[Point annotation dataset records]
______
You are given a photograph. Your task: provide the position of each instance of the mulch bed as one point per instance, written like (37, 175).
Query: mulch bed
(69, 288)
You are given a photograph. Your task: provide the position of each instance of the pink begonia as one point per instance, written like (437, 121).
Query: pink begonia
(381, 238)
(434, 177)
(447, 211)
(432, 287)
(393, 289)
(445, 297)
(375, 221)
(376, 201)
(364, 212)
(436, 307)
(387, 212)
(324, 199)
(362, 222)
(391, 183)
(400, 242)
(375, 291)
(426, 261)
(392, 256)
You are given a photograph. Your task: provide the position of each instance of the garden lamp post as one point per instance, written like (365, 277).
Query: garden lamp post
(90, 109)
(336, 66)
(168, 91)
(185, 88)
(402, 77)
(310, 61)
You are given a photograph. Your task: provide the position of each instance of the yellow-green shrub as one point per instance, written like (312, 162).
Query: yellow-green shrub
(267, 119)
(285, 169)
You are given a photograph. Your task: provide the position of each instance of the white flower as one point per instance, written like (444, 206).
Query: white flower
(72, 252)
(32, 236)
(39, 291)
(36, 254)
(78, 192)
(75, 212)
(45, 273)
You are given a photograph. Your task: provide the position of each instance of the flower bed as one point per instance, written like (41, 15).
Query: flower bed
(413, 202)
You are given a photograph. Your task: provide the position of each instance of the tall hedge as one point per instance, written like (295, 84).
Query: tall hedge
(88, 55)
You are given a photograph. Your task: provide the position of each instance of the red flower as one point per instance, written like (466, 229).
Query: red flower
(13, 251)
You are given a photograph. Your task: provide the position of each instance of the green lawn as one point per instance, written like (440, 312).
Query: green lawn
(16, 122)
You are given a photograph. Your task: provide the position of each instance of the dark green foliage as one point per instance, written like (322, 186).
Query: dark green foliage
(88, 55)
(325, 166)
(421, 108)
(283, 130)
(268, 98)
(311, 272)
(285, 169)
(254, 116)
______
### REQUIREMENT
Return every line of the data above word for word, with nothing changed, added, or left out.

### OUTPUT FOR THIS TASK
You are given a photograph. Your task: provide the position of each instance of the mulch bed as one point per instance, written like (37, 175).
Query: mulch bed
(69, 288)
You are given a photograph. Your task: provide the position of each instance of the pink begonia as one point per instance, written like (437, 121).
Query: pink begonia
(381, 238)
(434, 177)
(447, 211)
(432, 287)
(393, 289)
(445, 297)
(375, 221)
(376, 201)
(364, 212)
(436, 307)
(387, 212)
(324, 199)
(362, 222)
(391, 183)
(400, 242)
(375, 291)
(426, 261)
(392, 256)
You are given a photograph. Your task: provide the position of each instance of the garden lamp post as one point per instance, written like (365, 277).
Query: garden lamp post
(90, 109)
(336, 66)
(168, 91)
(185, 88)
(402, 77)
(310, 61)
You are given a photograph. Your task: provide the position of each instance of the yellow-green shrub as one point per instance, written like (312, 162).
Query: yellow-green shrub
(267, 119)
(285, 169)
You are given a photograph. Your task: provide the position of each instance of the white flower as one point per instance, written like (444, 206).
Query: white flower
(72, 252)
(32, 236)
(39, 291)
(36, 254)
(78, 192)
(75, 212)
(45, 273)
You are given a photograph. Your task: provide the position of each instance of the flower bed as one point per instance, written like (41, 15).
Query: flower bed
(413, 202)
You are given a photograph. Your task: provide the position of each instance of the tall hedge as one point per instance, written like (295, 84).
Query: tall hedge
(88, 55)
You are given a photograph. Your task: provide the position of each instance of the red flower as one point per instance, written like (466, 229).
Query: red flower
(13, 251)
You are given a photograph. Your task: provide the position of each instance of the green lawn as one point per instance, written like (440, 312).
Query: green lawn
(16, 122)
You are given a photograph. Your task: provide the position of each instance of the dark green foliage as one point per instance, written like (322, 186).
Query: dark green foliage
(88, 55)
(325, 166)
(421, 108)
(283, 130)
(268, 98)
(311, 272)
(285, 169)
(254, 116)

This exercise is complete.